**TASK**
Whatever lines the data contains, output all of them unchanged.

======== ENTRIES SUPPLIED

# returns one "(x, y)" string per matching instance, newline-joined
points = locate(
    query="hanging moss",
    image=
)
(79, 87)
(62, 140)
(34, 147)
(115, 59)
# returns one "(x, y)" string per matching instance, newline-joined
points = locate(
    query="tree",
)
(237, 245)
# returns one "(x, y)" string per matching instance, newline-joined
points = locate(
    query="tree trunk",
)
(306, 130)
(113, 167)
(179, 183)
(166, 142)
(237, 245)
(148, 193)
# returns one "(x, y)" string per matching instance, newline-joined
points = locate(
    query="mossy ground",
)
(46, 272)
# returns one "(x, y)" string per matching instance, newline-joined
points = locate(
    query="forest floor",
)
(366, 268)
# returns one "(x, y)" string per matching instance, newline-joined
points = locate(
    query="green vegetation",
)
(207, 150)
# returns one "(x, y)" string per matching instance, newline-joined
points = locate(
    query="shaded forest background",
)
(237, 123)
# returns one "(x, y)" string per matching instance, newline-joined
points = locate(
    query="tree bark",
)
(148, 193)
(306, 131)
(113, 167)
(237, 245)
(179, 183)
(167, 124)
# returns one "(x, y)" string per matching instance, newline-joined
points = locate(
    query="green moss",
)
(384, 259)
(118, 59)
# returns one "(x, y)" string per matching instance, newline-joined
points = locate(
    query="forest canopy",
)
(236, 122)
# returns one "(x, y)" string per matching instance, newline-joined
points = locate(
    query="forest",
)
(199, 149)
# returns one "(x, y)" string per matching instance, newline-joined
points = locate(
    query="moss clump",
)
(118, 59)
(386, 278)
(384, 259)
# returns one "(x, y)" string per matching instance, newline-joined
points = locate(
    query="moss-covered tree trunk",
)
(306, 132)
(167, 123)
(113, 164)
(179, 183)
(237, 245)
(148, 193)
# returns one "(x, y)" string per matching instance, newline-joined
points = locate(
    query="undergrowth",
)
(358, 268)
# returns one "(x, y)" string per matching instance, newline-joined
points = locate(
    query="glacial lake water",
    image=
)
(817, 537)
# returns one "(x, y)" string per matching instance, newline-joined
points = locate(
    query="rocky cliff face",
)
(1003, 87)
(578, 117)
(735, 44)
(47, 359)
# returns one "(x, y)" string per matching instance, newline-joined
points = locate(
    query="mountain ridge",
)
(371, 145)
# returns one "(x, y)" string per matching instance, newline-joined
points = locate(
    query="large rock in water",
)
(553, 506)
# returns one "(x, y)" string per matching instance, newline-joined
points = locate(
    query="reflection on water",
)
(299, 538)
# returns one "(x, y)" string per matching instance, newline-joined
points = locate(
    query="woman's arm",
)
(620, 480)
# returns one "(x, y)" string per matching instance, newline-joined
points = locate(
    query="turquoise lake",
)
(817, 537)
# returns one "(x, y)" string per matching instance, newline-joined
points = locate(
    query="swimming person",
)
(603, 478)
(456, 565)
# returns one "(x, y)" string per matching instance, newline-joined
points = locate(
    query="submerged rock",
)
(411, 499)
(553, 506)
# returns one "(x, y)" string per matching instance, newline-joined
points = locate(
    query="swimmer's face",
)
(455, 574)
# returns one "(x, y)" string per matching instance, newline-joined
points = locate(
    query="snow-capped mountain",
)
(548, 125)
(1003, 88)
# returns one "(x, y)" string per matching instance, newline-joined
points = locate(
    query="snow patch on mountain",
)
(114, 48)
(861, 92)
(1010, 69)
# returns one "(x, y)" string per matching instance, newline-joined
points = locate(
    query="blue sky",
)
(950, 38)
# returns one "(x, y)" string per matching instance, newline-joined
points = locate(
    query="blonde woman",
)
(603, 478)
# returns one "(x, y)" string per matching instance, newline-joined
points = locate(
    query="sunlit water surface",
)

================

**RESULT FOR THIS TASK**
# returns one "(x, y)" string per matching instance, newline-joined
points = locate(
    query="hanging moss",
    image=
)
(79, 87)
(62, 140)
(34, 147)
(115, 59)
# returns one "(x, y)" string per matching instance, newline-joined
points = locate(
    query="tree",
)
(237, 245)
# returns one "(x, y)" string per matching instance, newline-joined
points = locate(
    query="tree trunk",
)
(306, 130)
(113, 167)
(179, 183)
(166, 142)
(237, 245)
(148, 193)
# returns one "(x, y)" string per matching instance, newline-joined
points = locate(
    query="mossy ground",
)
(46, 272)
# returns one "(x, y)" string per matching instance, newline-joined
points = locate(
    query="forest floor",
)
(366, 268)
# returns one "(x, y)" string per matching instance, newline-joined
points = locate(
    query="green vegetation",
)
(207, 150)
# returns one "(x, y)" string per matching instance, newline-joined
points = locate(
    query="shaded forest background",
)
(237, 123)
# returns one "(x, y)" string per matching instance, newline-joined
points = locate(
    query="tree bark",
)
(148, 193)
(306, 131)
(113, 167)
(237, 245)
(179, 183)
(167, 124)
# returns one "(x, y)" string per matching instance, newline-joined
points = locate(
    query="green moss",
)
(384, 259)
(118, 59)
# returns one "(x, y)" string per matching instance, newline-joined
points = locate(
    query="forest canopy",
)
(236, 122)
# returns one "(x, y)" string per matching instance, newline-joined
points = locate(
    query="forest",
)
(199, 149)
# returns one "(x, y)" string per matching instance, newline-joined
points = locate(
    query="moss clump",
)
(118, 59)
(386, 278)
(384, 259)
# returns one "(x, y)" string per matching instance, newline-joined
points = locate(
    query="moss-covered tree trunk",
)
(306, 132)
(167, 123)
(113, 164)
(179, 183)
(237, 245)
(148, 193)
# returns one "(x, y)" string per matching instance, newline-joined
points = locate(
    query="undergrowth",
)
(358, 268)
# returns one "(x, y)" string per matching instance, newline-joined
points = locate(
    query="glacial lake water",
    image=
)
(817, 537)
# returns one "(x, y)" string per matching instance, newline-joined
points = locate(
    query="rocky cliff face",
)
(1003, 87)
(578, 117)
(735, 44)
(47, 359)
# returns one "(x, y)" string per matching instance, newline-joined
points = locate(
    query="mountain ridge",
)
(371, 145)
# returns one "(x, y)" string per matching instance, newline-joined
points = locate(
    query="large rock in water",
)
(553, 506)
# returns one "(x, y)" string per matching instance, newline-joined
points = locate(
    query="reflection on water",
)
(299, 538)
# returns one "(x, y)" string per matching instance, newline-joined
points = locate(
    query="woman's arm",
)
(620, 480)
# returns one "(x, y)" string per matching instance, newline-joined
points = locate(
    query="turquoise lake",
)
(817, 537)
# returns one "(x, y)" string per matching instance, newline-joined
points = locate(
    query="swimming person",
)
(603, 478)
(456, 565)
# returns one "(x, y)" string per matching instance, newline-joined
points = locate(
    query="submerged rock",
)
(411, 499)
(553, 506)
# returns one "(x, y)" string per matching instance, newline-joined
points = locate(
    query="swimmer's face",
)
(455, 574)
# returns one "(x, y)" string per matching instance, newline-joined
points = locate(
    query="snow-capped mountain",
)
(548, 125)
(1003, 88)
# returns one "(x, y)" string per matching instance, newline-joined
points = locate(
    query="snow patch on mountain",
)
(114, 48)
(861, 92)
(1010, 69)
# returns one "(x, y)" string per matching instance, newline-joined
points = locate(
    query="blue sky",
)
(950, 38)
# returns one "(x, y)" string per matching instance, newline-joined
points = locate(
    query="blonde woman",
)
(603, 478)
# returns one "(x, y)" string per matching instance, newline-joined
points = locate(
    query="sunlit water surface",
)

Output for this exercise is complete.